◆ ARBEITSANWEISUNG
Schreibe aus dem Textauszug über E. R. Weiß alles von „Weiß - kontaktfreudig“ bis hinunter zu „auch zum Kinderbuch.“ noch einmal ab und tausche dabei „Richard Dehmel“ gegen „Stefan George“ aus.

◆ AUSGEWÄHLTER TEXTAUSZUG
********************

Weiß - kontaktfreudig und engagiert - hatte bereits als Student enge Verbindungen zu den literarischen Größen seiner Zeit und korrespondierte intensiv mit ihnen. Seine Freundschaft mit Alfred Mombert und Richard Dehmel, seine Beziehung zu Otto Julius Bierbaum und Julius Meier-Graefe prägten ihn und führten über die Bekanntschaft mit Richard Dehmel auch zum Kinderbuch.

Der "Weißbu", wie ihn seine Karlsruher Kommilitionen nannten, bis an sein Lebensende prononciert, bisweilen derb formulierend, fiel Karl Hofer durch sein exzentrisches Aussehen und Auftreten schon in jungen Jahren auf. In seinen Lebenserinnerungen schrieb Hofer:
"Zu jener Zeit war Décadence in Paris große Mode. E. R. Weiss brachte diese Geste aus Paris mit, und sie kam auch in seinem Äußeren zum Ausdruck. Bleich, vornübergebeugt und müden Wesens schritt er einher, für uns Jüngere eine interessante Persönlichkeit ... Weiss, Freyhold und ich bildeten ein etwas sonderbares Trio. Angetan mit langen, schwarzen Mänteln, breitrandigen Hüten, bleich und dekadent, erschienen wir herausfordernd in den Straßen der Stadt. Er vermittelte uns die Kenntnis von Baudelaire, Mallarmé, Verhaeren und Rimbaud, den er übersetzt hatte." 6)

********************

◆ VORLIEGENDES MATERIAL
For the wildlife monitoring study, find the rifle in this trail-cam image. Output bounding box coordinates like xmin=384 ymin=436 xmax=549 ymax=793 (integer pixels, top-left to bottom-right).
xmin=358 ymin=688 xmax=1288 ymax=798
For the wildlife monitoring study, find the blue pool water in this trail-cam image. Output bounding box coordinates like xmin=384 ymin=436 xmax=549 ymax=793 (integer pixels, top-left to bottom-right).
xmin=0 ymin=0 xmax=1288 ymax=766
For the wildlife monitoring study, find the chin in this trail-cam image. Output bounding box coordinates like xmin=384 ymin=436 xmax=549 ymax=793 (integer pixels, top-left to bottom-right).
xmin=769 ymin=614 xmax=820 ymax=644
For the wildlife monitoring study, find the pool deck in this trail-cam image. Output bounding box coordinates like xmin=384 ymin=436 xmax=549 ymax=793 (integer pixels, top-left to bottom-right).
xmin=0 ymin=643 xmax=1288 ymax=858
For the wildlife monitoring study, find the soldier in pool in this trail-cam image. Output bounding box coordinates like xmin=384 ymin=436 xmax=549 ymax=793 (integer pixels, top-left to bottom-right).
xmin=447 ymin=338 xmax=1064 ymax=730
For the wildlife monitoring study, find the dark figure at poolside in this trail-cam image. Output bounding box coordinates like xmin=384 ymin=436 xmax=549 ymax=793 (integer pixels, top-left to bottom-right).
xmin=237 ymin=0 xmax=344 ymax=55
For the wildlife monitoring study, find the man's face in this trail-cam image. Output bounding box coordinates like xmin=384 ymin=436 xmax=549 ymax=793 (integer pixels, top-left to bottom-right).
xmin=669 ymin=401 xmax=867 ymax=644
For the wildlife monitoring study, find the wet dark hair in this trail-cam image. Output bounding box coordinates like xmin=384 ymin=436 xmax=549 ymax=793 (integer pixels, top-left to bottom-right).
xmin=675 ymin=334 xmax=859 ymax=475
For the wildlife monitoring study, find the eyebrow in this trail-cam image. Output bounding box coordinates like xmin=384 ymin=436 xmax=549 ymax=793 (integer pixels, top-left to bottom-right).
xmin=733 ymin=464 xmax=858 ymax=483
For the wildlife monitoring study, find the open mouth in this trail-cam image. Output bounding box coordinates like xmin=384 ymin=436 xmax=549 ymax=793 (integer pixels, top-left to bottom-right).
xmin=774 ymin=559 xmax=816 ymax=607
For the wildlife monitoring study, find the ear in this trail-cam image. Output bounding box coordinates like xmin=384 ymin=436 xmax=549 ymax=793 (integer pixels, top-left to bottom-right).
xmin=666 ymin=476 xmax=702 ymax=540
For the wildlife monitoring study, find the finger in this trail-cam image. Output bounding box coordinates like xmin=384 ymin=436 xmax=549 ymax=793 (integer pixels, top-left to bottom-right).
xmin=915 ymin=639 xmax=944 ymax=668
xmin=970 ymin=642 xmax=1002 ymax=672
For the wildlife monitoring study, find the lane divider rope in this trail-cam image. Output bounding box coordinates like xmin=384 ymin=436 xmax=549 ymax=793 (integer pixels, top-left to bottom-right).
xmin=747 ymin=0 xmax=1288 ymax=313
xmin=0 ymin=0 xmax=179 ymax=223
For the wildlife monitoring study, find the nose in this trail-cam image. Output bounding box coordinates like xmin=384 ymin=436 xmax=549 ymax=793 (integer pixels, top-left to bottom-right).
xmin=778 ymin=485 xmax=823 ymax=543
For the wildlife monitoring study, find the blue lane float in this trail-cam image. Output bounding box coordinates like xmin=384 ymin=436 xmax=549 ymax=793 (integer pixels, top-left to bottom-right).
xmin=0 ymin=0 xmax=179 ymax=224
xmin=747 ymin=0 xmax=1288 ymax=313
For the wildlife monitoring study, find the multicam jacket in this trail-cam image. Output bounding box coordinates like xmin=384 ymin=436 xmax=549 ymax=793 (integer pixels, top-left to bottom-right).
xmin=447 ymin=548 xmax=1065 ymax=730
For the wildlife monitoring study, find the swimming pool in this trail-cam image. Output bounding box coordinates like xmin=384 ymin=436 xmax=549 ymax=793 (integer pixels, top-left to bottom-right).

********************

◆ LÖSUNG DER AUFGABE
Weiß - kontaktfreudig und engagiert - hatte bereits als Student enge Verbindungen zu den literarischen Größen seiner Zeit und korrespondierte intensiv mit ihnen. Seine Freundschaft mit Alfred Mombert und Stefan George, seine Beziehung zu Otto Julius Bierbaum und Julius Meier-Graefe prägten ihn und führten über die Bekanntschaft mit Stefan George auch zum Kinderbuch.